▸ Directions for this task
Extract the entries in their exact form.

(Recorded data)
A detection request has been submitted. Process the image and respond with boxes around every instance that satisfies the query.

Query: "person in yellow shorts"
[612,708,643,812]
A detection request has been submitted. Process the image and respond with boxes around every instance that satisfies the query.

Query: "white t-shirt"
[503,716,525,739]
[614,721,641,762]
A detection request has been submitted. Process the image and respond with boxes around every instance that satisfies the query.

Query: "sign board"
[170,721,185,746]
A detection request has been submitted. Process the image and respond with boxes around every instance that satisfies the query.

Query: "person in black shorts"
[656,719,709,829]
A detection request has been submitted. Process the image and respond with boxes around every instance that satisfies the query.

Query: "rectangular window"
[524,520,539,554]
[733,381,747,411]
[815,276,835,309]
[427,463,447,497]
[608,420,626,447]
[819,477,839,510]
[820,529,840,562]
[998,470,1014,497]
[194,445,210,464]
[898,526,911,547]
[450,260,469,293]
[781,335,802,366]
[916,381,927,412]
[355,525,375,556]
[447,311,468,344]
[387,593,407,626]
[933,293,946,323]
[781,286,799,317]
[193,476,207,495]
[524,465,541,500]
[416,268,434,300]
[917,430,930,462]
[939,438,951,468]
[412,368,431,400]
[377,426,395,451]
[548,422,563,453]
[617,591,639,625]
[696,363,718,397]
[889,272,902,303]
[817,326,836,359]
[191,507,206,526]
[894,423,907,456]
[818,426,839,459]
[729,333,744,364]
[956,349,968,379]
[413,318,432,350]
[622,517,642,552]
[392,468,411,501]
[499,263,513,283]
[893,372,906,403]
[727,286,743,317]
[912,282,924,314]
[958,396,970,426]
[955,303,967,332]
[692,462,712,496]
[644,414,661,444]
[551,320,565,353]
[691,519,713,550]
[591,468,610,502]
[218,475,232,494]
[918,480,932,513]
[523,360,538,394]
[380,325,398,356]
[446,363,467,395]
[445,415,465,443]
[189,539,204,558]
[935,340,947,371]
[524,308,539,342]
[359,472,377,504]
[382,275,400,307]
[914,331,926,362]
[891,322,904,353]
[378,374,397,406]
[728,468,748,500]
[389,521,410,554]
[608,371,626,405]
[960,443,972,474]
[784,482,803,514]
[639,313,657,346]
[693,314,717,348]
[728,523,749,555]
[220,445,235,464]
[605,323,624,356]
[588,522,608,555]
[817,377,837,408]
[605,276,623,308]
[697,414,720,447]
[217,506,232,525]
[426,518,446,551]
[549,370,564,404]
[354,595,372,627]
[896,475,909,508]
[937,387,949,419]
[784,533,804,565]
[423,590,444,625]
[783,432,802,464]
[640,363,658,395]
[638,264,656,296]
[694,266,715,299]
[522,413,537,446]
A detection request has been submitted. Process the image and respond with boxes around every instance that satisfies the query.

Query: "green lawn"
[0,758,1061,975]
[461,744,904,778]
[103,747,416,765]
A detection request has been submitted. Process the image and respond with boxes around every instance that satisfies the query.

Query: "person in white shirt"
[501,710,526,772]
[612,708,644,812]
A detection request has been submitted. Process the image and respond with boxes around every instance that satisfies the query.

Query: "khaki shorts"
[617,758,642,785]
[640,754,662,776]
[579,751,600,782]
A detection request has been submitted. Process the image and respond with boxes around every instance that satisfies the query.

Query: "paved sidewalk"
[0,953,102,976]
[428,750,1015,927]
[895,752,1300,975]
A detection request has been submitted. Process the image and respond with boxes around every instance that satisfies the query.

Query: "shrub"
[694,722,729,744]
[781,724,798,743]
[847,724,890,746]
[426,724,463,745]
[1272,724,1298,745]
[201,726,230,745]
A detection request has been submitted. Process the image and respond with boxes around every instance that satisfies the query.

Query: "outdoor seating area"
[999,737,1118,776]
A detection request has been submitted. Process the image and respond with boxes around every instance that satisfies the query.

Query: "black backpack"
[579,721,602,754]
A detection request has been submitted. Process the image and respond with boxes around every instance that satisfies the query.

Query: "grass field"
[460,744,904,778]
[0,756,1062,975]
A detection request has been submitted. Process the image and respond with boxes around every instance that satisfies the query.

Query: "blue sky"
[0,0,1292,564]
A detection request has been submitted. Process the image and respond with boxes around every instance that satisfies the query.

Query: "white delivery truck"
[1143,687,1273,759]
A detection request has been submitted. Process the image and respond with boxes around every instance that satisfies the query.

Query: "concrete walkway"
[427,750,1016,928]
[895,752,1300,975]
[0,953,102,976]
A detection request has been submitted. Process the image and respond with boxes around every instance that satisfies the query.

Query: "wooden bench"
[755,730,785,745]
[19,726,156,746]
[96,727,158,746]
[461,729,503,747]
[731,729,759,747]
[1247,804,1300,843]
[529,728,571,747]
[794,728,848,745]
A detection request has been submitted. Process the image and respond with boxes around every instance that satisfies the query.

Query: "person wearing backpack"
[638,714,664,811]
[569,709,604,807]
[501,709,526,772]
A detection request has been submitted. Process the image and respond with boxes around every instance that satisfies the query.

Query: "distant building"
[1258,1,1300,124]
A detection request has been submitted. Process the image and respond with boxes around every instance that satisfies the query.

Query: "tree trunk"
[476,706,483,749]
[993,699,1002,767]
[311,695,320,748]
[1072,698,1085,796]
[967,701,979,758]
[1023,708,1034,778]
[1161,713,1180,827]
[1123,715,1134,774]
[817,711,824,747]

▸ Output below
A detection request has been submitted. Process the image and respond with boxes around every instance that satisfies the query.

Query: "person in yellow shorts"
[612,708,643,812]
A detection request has been submitted. Process the image and respond with boxes around every instance that satisfies the query.

Query: "white t-shirt"
[503,716,525,739]
[614,721,641,762]
A detection request has been submitted. Process the image and respond with boxes around every instance that satisfies the query.

Query: "sign board"
[170,721,185,746]
A detection request has been submitted. Process the image and respond with boxes around every instance that satisfies the query.

Query: "person in black shorts"
[656,719,709,829]
A detection request has been submitted. Process the image and respond with boxes around every instance that satisfies the query.

Query: "rectangular window"
[524,520,539,554]
[733,381,747,411]
[815,276,835,309]
[427,463,447,497]
[608,420,626,447]
[819,477,839,510]
[820,529,840,562]
[998,470,1014,497]
[194,445,210,464]
[898,526,911,547]
[450,260,469,293]
[781,335,802,366]
[916,381,927,412]
[355,525,375,556]
[447,311,468,344]
[387,593,407,626]
[933,293,946,323]
[781,286,799,317]
[193,476,207,495]
[524,465,541,500]
[416,268,434,300]
[917,430,930,462]
[939,438,951,468]
[412,368,431,400]
[377,426,395,451]
[548,422,563,453]
[617,591,639,625]
[696,363,718,397]
[889,272,902,303]
[817,326,836,359]
[191,507,206,526]
[894,423,907,456]
[818,426,839,459]
[729,333,744,364]
[956,349,968,379]
[413,318,432,350]
[622,517,642,552]
[392,468,411,501]
[499,263,513,283]
[893,372,906,403]
[727,286,743,317]
[912,282,924,314]
[958,396,970,426]
[955,303,967,332]
[692,462,712,496]
[644,414,661,444]
[551,320,565,353]
[691,519,713,550]
[591,468,610,502]
[218,475,232,494]
[918,480,932,513]
[523,360,538,394]
[380,325,398,356]
[446,363,467,395]
[445,415,465,443]
[189,539,204,558]
[935,340,947,371]
[524,308,539,342]
[359,472,377,504]
[382,275,400,307]
[914,331,926,362]
[891,322,904,353]
[378,374,397,406]
[728,468,748,500]
[389,521,410,554]
[608,371,626,405]
[960,443,972,474]
[784,482,803,514]
[639,313,657,346]
[693,314,717,348]
[728,523,749,555]
[220,445,235,464]
[605,323,624,356]
[588,522,608,555]
[817,377,837,408]
[605,276,623,308]
[697,414,720,447]
[217,506,232,525]
[426,518,446,551]
[549,370,564,404]
[354,595,372,627]
[896,475,909,508]
[937,387,949,419]
[784,533,804,565]
[423,590,444,625]
[783,432,802,464]
[640,363,658,395]
[638,264,656,296]
[694,266,715,299]
[522,413,537,446]
A detection request has been submitted. Process the image and respond with boxes around every instance that satisfies the query.

Query: "green lawn"
[0,758,1061,975]
[461,744,904,778]
[103,747,416,765]
A detection request has been submitted. Process the image and respond with boxes around every instance that satisfies the query.

Query: "person in white shirt"
[501,710,526,772]
[612,708,644,812]
A detection request has been submitted. Process the image and respond with boxes around every instance that satisfies the query.

Query: "khaki shorts"
[617,758,642,785]
[640,754,662,776]
[579,751,600,782]
A detection request has been submitted. Process the image and respond with boxes around every instance that satisfies the query.

Query: "paved sidewalk"
[0,953,102,976]
[428,750,1015,927]
[895,752,1300,975]
A detection request has been submitted. Process the image and respond with boxes around every instance that satisfies the query.

Query: "shrub"
[694,722,729,744]
[781,724,798,743]
[847,724,890,746]
[426,724,463,745]
[1272,724,1298,745]
[201,726,230,745]
A detection request has been submitted. Process the image and respond with boxes around every instance that satisfies the query.

Query: "outdoor seating area"
[999,737,1118,776]
A detection request has been submitted. Process the image and respond with boxes around every instance that satisfies the query.

Query: "black backpack"
[579,721,602,754]
A detection request has been submitted. Process the image and respond with boxes around every instance that satisfies the query.

Query: "grass field"
[460,744,904,778]
[0,756,1062,975]
A detection request has been submitted. Process the image and respond with boxes around every instance that satisfies the query.

Query: "blue sky"
[0,0,1292,564]
A detection request has been submitted. Process the image and respond with boxes around every instance that satisfies the query.

Query: "white delivery truck"
[1143,687,1273,759]
A detection request has been submitted. Process the image and respond with boxes around every instance that satisfies the query.

Query: "concrete walkway"
[427,750,1016,928]
[895,752,1300,975]
[0,953,102,976]
A detection request has been submitted. Process the image and respond with boxes around every instance that satisfies the query.

Query: "wooden bench"
[755,730,785,745]
[19,726,156,746]
[96,727,158,746]
[461,729,503,747]
[731,729,759,747]
[1247,804,1300,843]
[529,728,571,747]
[794,728,848,745]
A detection request has been submitted. Process the image and respond with boxes around every instance that satisfies the query.

Query: "person wearing backpack"
[638,714,664,811]
[569,709,604,807]
[501,709,526,772]
A detection request has been submitted. Process the image and respond with boxes around every instance that satisfies the query.

Query: "distant building"
[1258,1,1300,124]
A detection request has been submitted. Process the image and respond with boxes around every instance that satisfies the query.

Query: "tree trunk"
[476,706,483,749]
[993,699,1002,767]
[311,695,320,748]
[1072,698,1085,796]
[967,701,979,758]
[1023,708,1034,778]
[1161,713,1180,827]
[1123,715,1134,774]
[817,711,824,747]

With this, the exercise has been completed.